TASK STATEMENT:
Rewrite the portion of the text on real-mode TCE mapping between "Since H_PUT_TCE can" and "MMU is off.", inclusive, replacing "hypercall" with "hypervisor call".

TEXT:

The current VFIO-on-POWER implementation supports only user mode
driven mapping, i.e. QEMU is sending requests to map/unmap pages.
However this approach is really slow, so we want to move that to KVM.
Since H_PUT_TCE can be extremely performance sensitive (especially with
network adapters where each packet needs to be mapped/unmapped) we chose
to implement that as a "fast" hypercall directly in "real
mode" (processor still in the guest context but MMU off).

To be able to do that, we need to provide some facilities to
access the struct page count within that real mode environment as things
like the sparsemem vmemmap mappings aren't accessible.

This adds an API function realmode_pfn_to_page() to get page struct when
MMU is off.

DATA ENTRIES:
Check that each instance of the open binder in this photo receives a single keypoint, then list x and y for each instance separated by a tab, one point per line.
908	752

...

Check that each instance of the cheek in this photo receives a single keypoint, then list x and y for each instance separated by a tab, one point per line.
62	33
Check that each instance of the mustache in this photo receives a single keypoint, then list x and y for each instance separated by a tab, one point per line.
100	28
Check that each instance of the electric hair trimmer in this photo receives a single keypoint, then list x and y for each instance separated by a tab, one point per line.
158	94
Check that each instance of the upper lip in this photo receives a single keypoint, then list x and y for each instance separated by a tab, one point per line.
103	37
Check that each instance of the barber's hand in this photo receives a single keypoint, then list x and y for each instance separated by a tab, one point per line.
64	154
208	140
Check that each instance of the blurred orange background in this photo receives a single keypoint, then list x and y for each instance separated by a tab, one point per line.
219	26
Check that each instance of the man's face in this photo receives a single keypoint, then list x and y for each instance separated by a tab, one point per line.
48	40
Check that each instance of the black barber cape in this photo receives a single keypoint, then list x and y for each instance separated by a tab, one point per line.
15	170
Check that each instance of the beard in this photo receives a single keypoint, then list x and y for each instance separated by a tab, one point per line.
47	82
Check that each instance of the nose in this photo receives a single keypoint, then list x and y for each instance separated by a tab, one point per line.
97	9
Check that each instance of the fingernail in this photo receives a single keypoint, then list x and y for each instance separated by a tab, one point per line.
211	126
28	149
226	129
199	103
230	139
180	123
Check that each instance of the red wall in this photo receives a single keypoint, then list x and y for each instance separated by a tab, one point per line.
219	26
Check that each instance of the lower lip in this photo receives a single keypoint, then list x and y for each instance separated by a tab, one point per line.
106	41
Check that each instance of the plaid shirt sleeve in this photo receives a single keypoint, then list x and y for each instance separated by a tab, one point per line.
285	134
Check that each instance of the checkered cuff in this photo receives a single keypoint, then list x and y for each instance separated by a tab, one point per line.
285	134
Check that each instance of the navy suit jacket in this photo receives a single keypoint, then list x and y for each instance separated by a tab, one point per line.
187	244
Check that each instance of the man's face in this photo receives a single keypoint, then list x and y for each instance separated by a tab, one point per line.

OUTPUT:
Since H_PUT_TCE can be extremely performance sensitive (especially with
network adapters where each packet needs to be mapped/unmapped) we chose
to implement that as a "fast" hypervisor call directly in "real
mode" (processor still in the guest context but MMU off).

To be able to do that, we need to provide some facilities to
access the struct page count within that real mode environment as things
like the sparsemem vmemmap mappings aren't accessible.

This adds an API function realmode_pfn_to_page() to get page struct when
MMU is off.